▸ **WORK ORDER**
Exactly as written, give again the line with "Task: point to each instance of the dark" and all subsequent lines through the end of the records.

(Entries taken from a collection)
● ● ● ● ● ● ●
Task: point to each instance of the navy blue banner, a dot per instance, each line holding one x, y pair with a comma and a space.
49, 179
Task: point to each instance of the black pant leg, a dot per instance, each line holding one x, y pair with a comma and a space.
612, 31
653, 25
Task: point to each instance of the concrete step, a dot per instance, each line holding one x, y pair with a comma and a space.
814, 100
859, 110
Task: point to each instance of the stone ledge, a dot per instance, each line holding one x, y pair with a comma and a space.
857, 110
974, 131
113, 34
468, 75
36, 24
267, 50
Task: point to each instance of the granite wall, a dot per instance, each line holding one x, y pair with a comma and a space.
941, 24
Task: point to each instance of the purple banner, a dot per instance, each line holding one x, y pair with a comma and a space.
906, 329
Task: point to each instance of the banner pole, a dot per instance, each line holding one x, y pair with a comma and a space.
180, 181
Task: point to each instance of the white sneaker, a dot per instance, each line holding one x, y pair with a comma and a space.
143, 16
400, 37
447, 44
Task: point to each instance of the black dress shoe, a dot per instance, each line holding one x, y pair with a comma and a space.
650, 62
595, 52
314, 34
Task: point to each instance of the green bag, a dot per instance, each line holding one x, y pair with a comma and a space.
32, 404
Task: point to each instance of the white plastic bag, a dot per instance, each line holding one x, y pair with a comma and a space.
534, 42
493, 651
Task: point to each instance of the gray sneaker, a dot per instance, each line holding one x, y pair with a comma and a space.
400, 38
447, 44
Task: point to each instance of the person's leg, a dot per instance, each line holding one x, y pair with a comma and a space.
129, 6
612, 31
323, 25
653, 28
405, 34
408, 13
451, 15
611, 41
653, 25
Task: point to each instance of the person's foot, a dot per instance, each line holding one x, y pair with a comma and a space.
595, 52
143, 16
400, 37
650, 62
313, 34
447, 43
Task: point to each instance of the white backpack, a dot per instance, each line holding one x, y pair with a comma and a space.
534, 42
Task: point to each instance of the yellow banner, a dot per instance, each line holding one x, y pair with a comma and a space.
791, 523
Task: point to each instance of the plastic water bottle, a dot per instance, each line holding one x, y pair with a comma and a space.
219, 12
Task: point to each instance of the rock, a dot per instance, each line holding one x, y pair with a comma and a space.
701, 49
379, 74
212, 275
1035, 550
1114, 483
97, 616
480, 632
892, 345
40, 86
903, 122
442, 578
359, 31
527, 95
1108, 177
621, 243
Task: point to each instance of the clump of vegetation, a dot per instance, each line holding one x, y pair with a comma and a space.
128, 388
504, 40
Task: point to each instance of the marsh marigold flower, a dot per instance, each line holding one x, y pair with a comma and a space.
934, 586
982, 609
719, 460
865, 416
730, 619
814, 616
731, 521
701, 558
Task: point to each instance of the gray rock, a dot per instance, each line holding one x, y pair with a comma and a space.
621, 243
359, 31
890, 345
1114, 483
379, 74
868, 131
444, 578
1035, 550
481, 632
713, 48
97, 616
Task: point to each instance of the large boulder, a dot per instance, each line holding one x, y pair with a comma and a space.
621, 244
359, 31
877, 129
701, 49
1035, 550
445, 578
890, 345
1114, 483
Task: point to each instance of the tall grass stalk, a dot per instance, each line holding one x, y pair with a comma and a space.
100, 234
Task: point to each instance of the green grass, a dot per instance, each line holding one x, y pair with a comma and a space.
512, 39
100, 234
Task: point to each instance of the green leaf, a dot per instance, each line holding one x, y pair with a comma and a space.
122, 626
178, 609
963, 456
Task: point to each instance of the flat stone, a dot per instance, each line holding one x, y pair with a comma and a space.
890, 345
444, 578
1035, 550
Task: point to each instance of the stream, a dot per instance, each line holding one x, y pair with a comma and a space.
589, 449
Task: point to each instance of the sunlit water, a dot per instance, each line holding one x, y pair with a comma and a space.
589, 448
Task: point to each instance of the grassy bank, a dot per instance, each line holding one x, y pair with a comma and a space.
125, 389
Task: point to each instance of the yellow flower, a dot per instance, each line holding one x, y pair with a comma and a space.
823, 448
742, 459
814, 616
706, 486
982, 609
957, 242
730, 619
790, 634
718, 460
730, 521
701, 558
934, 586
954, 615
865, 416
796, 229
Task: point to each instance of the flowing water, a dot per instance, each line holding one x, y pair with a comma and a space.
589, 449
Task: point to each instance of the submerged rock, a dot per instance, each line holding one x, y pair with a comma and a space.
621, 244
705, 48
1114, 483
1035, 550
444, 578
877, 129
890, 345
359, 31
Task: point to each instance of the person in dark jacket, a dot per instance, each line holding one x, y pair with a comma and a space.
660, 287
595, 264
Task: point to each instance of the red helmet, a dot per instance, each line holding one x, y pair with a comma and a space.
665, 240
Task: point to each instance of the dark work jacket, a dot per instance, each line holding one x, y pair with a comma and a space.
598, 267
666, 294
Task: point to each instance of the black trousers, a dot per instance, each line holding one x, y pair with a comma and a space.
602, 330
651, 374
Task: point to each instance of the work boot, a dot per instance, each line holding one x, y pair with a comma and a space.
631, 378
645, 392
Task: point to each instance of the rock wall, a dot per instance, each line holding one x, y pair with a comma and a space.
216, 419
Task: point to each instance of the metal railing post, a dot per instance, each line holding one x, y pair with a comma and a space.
● ● ● ● ● ● ●
▸ **ANSWER TO THE PROBLEM**
Task: point to each instance of the dark work jacket, a dot per instance, each line holding one x, y pair with a comma and a space.
598, 267
666, 294
Task: point to each instance of the black trousers, a dot per instance, each line holding one x, y pair with a comma and a space.
602, 330
651, 374
Task: point to each instance of the work boot, a dot per instance, each line holding one x, y pair with a comma and a space.
631, 378
645, 392
Task: point to each instance of the rock wall, a dot per instance, each line holding one x, y pair with a comma and a space.
216, 419
Task: point to each instance of the metal railing post, a dot per instance, each line holding one x, y pair with a comma and a space.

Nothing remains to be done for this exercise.